(SELECTED EXCERPT):
The first thing to point out is that socialism does not mean Marx — least of all Karl — for he saw it simply as a transitional phase to communism. There are different variants and the word was used by French philosopher Henri de Saint-Simon in the 1800s who thought that revolutions in science and industrialization required the reconstruction of government and society — a kind of great reset.
The second is that accelerating chaos could take us closer to techno-feudalism than fascism. And if the would-be aristocracy reverts to a tribal form, one can foresee feudal elements. The recently-proclaimed King Charles personally launched the Great Reset in June 2020, and has cooperated with the World Economic Forum for decades. The actions taken by its Young Global Leaders in numerous countries are instigating what looks with every passing day like a calculated collapse of the Western economies.
These leaders answer to big money, some of it old, most of it invested through cross-holdings in the largest corporations, in which the interests of banking, pharma, weaponry and big tech are prominent.
Choose your -ism
In short, fascism employs elements of socialism, but National Socialism may not be fascism. In the original Italian it is not a mere combination of the state and corporations but corporativism, in the sense of the regulation, governance and social obligations of the medieval craft guilds.
The National Socialist German Workers Party, in its 25 Points of 1920, promoted partial collectivism aimed primarily at large industrial corporations, leading financial institutions and wealthy landowners.
The historian Michael Newton writes that after the NSDAP failed to win over socialists and communists in the late 1920s, they tried to broaden their appeal to the middle class by adopting elements of the Third Way of Mussolini’s fascists. President Franklin Delano Roosevelt’s National Recovery Administration and the New Deal of 1933 also copied the industrial measures of Mussolini’s fascism — but few would argue that made the USA fascist.
What Hitler’s state allowed was the survival of the middle class. Fascism combined partial socialism, heavy regulation of the “commanding heights” of the economy combined with widespread private ownership of small business – the Mittelstand remains the strength of Germany and Northern Italy today.

(SET OF TASKS):
1. In the passage on socialism and fascism, in what year did the National Socialist German Workers Party issue its 25 Points?
2. Continue the passage on socialism and fascism from the point where it stops.

(SUPPLIED DATA):
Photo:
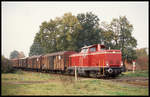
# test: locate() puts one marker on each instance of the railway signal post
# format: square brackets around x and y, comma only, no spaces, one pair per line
[133,68]
[75,73]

(PER-TASK ANSWERS):
1. 1920

2.
The Nazis introduced partial socialism since the lack of land and mineral resources meant they could not yet achieve autarky, or self-sufficiency. However, once that had been achieved through Lebensraum, and the capture of plentiful agriculture and oil, would full socialism have been the objective? We cannot be sure. Think of Lenin’s New Economic Policy of 1921 which temporarily allowed private business.
This looks like evidence that Hitler’s toleration of business was driven less by ideology and more by the need for support; he needed the middle class and could not afford to expropriate it.
Today it is precisely the middle class that is being suppressed. It is the explicit target of the WEF’s “you will own nothing and be happy.” The Covid lockdowns undermined small business, while the letting the big retailers stay open. Along with bailouts this represents a giant redistribution to the wealthy. Now fuel and food shortages. Next, monetary collapse. Only the toughest totalitarians attempted anything on this scale.
The intrusion on privacy, the track and trace, first introduced in the War on Terror, then the War on Covid, will eventually reveal its true target: you and me.
One begins to think this is less about -isms than class envy, a desire for repression: the analysis may be Marxist or fascist but the origin is more like feudal entitlement since it is rooted in occupancy — what space you occupy, what share of the air you breathe, whose land you roam. Political systems or niceties cannot account for these claws that scratch at feces, a contaminated swab that transmits the excrement of resentment that is as common among the owners as the dispossessed.
Study of the economy of the Third Reich is fairly recent, and many historians have a poor grasp of economics.